Although this portion of the memorandum opinion and order does not rely on the Arbitration Agreement's first sentence, considering it would only strengthen John Eagle's argument. Despite the fact that the first sentence is incomplete, it clearly evinces an intention to arbitrate certain claims.
It has been necessary for the court to supply some words—including a verb—to the first sentence for it to be a complete sentence.
IV
The court turns next to the question whether Rodriguez's FLSA claim falls within the scope of the Arbitration Agreement.
Rodriguez does not argue that this dispute falls outside the scope of the Arbitration Agreement. Because the Arbitration Agreement contains "any dispute" language, the court concludes that it is a broad arbitration clause. See In re Complaint of Hornbeck Offshore (1984) Corp., 981 F.2d 752, 755 (5th Cir. 1993) ("We have held that arbitration clauses containing the 'any dispute' language, such as the one presently before us, are of the broad type."). Accordingly, to avoid arbitration on the grounds that his FLSA claim is not covered by the Arbitration Agreement, Rodriguez must adduce "forceful evidence" in support. See Mar-Len of La., Inc. v. Parsons-Gilbane, 773 F.2d 633, 636 (5th Cir. 1985) (quoting Nat'l R.R. Passenger Corp. v. Chesapeake & Ohio Ry. Co., 551 F.2d 136, 140 (7th Cir. 1977)). He has not done so.
V
The court now considers whether Rodriguez has shown that legal constraints external to the parties' agreement render it unenforceable.
_ _ _ _
Write the next paragraph of the court opinion on the arbitration agreement, beginning right after its final sentence about legal constraints external to the parties' agreement.
_ _ _ _
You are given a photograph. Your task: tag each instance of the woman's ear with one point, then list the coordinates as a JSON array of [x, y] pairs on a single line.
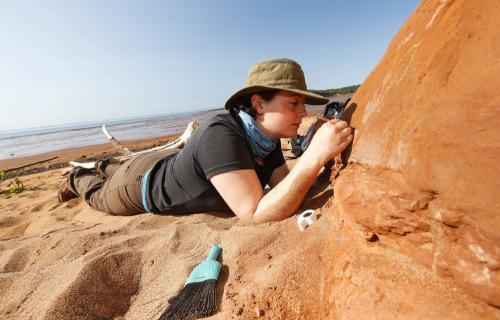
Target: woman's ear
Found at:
[[257, 103]]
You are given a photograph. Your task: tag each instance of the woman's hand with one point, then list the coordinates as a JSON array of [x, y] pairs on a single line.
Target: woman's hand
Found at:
[[329, 141]]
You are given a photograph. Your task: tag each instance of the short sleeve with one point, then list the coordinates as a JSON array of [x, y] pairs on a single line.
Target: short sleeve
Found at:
[[277, 158], [222, 149]]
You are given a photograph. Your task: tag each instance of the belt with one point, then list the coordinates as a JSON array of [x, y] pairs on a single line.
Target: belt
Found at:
[[144, 189]]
_ _ _ _
→ Reply
A
Rodriguez maintains that compelling him to arbitrate his FLSA claim will deprive him of his non-waivable statutory right to collect liquidated damages. FLSA rights cannot be prospectively waived. See Barrentine v. Ark.-Best Freight Sys., Inc., 450 U.S. 728, 740 (1981) (stating that "FLSA rights cannot be abridged by contract or otherwise waived"); Martin v. Spring Break '83 Prods., L.L.C., 688 F.3d 247, 257 (5th Cir. 2012) ("FLSA substantive rights may not be waived[.]"). But the decision to resolve claims through arbitration does not waive substantive rights under a statute per se. Cf. 14 Penn Plaza LLC v. Pyett, 556 U.S. 247, 265-66 (2009) (stating that "[t]he decision to resolve . . . claims [under the Age Discrimination in Employment Act of 1967, 29 U.S.C. § 621 et seq.] by way of arbitration instead of litigation does not waive the statutory right to be free from workplace age discrimination"). Thus the existence of an arbitration agreement, without more, is not evidence of waiver. To carry his burden, Rodriguez must at least point to some evidence that forcing him to arbitrate his FLSA claim will cause him to waive his right to collect unliquidated damages, but he has failed to do so.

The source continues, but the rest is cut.